▶ [TEXT FOR ANALYSIS]:
┏━━
The Defense POW/MIA Accounting Agency started the day Monday by recovering USS Oklahoma “unknowns” from Punchbowl cemetery, and followed that up by dedicating a new $85 million facility at Joint Base Pearl Harbor-Hickam.
Both represent new ways of performing the mission of recovering and identifying missing American war dead — duties that in recent years came under congressional scrutiny for being greatly inefficient.
“This is an exciting time for the POW/MIA Accounting Agency,” DPAA Director Michael Linnington told several hundred guests at the new building’s dedication at Hickam. “This facility will enable a cohesive and collaborative workplace to support our reorganization efforts, improve our productivity and help facilitate interaction across multidisciplinary teams.”
In January the former Joint POW/MIA Accounting Command in Hawaii — known as JPAC — was merged with the Defense POW/Missing Personnel Office in Washington, D.C., and some functions of the Air Force’s Life Sciences Equipment Laboratory in Ohio, to create the single Defense POW/MIA Accounting Agency.
The Pentagon announced in April, meanwhile, that it was ordering the exhumation of all 388 sailors and Marines from the battleship USS Oklahoma who were buried as “unknowns” at Punchbowl following the Dec. 7, 1941, attack on Pearl Harbor, so they could be identified and returned to families.
The former JPAC sought to disinter the Oklahoma remains in 2013 to help it meet a benchmark of 200 annual identifications. The exhumations began in June.
Research by Pearl Harbor survivor Ray Emory led to the 2003 disinterment of a single USS Oklahoma casket with heavily commingled remains. The remains of five crew members were identified and sent home to families. But incomplete sets of bones of more than 100 men were also were found, complicating further identifications.
┗━━
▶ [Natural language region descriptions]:
┏━━
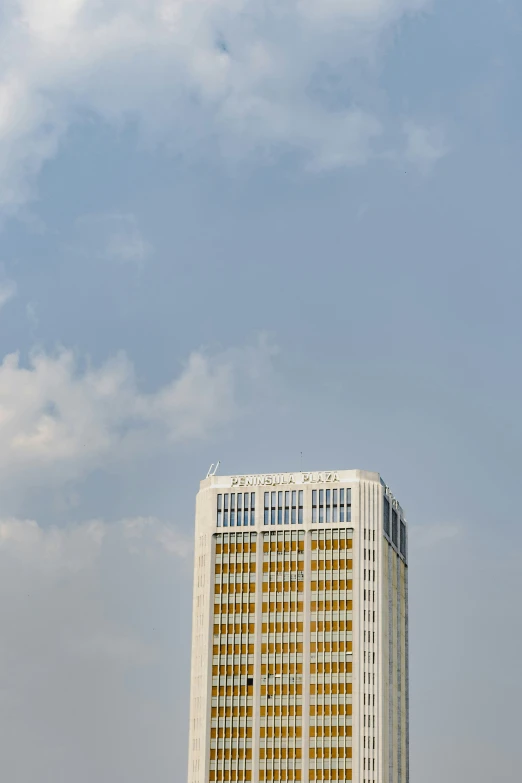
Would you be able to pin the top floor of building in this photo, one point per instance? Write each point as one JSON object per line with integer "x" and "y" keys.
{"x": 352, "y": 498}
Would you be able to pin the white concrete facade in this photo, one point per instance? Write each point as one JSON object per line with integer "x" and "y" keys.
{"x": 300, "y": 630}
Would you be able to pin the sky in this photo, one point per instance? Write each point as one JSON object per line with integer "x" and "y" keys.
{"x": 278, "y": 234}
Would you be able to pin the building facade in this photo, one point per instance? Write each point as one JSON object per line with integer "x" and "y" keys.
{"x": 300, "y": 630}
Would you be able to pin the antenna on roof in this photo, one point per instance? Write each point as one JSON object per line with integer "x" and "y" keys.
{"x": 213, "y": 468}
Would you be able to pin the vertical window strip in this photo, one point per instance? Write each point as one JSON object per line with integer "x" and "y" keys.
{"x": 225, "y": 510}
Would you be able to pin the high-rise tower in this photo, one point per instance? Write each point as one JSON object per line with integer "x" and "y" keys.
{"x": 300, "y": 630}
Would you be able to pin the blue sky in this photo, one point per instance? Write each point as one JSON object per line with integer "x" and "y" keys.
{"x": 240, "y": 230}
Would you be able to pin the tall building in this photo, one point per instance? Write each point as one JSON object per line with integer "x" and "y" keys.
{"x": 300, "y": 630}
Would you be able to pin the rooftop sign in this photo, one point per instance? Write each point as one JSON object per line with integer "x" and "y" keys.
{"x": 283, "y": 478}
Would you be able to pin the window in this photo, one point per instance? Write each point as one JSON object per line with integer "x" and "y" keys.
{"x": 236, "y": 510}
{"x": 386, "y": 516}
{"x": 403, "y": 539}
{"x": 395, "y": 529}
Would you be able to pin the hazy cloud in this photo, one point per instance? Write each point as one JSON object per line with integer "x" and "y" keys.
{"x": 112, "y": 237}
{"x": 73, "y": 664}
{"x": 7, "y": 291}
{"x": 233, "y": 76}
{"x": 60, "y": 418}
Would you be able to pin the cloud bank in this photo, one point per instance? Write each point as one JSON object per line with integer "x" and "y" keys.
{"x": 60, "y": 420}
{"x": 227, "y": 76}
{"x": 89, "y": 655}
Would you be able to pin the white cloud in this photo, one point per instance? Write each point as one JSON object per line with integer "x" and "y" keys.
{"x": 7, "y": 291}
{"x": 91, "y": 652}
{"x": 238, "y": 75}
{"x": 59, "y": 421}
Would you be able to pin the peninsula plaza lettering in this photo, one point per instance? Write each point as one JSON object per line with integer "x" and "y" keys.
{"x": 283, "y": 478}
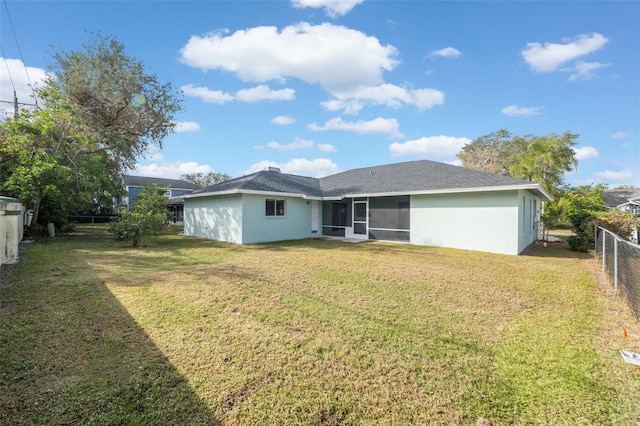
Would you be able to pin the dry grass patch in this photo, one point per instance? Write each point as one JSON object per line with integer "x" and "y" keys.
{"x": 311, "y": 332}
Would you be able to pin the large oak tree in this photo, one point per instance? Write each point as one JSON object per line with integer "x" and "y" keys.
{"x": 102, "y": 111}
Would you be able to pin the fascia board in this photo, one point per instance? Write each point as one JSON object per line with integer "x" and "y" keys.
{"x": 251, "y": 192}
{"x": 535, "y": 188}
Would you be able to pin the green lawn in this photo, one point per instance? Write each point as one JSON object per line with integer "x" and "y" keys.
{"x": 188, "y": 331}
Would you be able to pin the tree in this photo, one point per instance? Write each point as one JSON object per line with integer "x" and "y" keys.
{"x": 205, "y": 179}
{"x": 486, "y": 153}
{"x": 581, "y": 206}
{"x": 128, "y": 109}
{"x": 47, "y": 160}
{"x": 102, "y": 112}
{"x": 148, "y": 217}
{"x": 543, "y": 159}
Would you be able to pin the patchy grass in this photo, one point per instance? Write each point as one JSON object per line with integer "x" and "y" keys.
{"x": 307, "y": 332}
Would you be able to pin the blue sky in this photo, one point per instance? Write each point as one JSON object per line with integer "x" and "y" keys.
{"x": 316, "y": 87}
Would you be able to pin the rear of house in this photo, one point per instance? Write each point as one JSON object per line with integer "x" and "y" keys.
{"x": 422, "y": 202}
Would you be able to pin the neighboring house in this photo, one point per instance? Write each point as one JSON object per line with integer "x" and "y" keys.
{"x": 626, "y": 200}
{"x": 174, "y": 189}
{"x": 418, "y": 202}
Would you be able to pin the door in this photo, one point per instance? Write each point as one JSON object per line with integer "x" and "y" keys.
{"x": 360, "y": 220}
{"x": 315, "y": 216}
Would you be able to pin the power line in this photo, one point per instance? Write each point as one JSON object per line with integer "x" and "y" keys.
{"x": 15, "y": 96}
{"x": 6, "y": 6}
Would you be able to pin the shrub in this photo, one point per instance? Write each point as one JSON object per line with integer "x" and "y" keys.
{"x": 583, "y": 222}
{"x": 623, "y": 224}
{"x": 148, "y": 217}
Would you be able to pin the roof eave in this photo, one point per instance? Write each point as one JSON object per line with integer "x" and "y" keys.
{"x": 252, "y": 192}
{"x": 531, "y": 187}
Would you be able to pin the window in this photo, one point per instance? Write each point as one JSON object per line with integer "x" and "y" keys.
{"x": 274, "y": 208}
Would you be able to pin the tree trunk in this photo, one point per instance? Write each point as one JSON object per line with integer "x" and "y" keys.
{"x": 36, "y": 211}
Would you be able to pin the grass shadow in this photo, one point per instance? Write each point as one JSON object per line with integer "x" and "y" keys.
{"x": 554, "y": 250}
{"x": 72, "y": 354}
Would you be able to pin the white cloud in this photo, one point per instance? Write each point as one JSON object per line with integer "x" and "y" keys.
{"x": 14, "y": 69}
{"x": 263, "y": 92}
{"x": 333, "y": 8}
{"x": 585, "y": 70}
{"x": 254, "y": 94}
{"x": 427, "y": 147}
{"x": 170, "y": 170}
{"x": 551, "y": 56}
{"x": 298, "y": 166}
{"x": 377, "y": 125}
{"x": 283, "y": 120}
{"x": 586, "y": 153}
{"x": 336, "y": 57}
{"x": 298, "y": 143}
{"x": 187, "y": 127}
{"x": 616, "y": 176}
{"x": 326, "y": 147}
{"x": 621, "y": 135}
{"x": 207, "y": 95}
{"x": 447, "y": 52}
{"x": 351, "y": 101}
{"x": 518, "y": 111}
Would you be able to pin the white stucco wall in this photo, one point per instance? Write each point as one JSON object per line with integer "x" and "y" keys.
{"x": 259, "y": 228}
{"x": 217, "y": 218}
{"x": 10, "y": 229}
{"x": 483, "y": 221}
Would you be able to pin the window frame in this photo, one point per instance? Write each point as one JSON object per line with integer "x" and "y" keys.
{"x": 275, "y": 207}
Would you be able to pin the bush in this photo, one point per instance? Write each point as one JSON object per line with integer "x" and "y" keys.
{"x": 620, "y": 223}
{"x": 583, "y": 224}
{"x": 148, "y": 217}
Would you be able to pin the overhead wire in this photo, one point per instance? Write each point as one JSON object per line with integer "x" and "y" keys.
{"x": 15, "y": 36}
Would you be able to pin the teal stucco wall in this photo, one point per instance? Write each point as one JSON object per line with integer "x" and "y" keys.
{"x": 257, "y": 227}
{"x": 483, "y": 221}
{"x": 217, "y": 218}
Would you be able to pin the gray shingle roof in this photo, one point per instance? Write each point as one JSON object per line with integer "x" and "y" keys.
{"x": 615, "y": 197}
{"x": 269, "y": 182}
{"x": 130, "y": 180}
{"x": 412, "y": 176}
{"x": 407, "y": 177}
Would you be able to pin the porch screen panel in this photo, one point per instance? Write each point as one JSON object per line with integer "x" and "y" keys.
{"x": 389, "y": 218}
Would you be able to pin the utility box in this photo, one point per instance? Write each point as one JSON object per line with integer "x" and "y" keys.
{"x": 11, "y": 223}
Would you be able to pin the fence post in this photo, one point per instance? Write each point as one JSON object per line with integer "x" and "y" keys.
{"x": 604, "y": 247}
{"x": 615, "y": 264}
┗━━
▶ [LIST OF TASKS]:
1 > Answer these questions using the article on the POW/MIA Accounting Agency.
(a) How much did the new facility at Joint Base Pearl Harbor-Hickam cost?
(b) How many sailors and Marines from the USS Oklahoma did the Pentagon order exhumed from Punchbowl?
(c) How many crew members' remains were identified and sent home after the 2003 disinterment?
2 > Say whether each statement agrees with the article on the POW/MIA Accounting Agency.
(a) JPAC was merged with the Defense POW/Missing Personnel Office in January.
(b) The exhumations of the Oklahoma remains began in April.
(c) The former JPAC had a benchmark of 200 annual identifications.

▶ [SOLUTIONS TO THE EXERCISE]:
1 >
(a) $85 million
(b) 388
(c) Five

2 >
(a) Yes: "In January the former Joint POW/MIA Accounting Command in Hawaii — known as JPAC — was merged with the Defense POW/Missing Personnel Office in Washington, D.C."
(b) No: "The exhumations began in June."
(c) Yes: "to help it meet a benchmark of 200 annual identifications."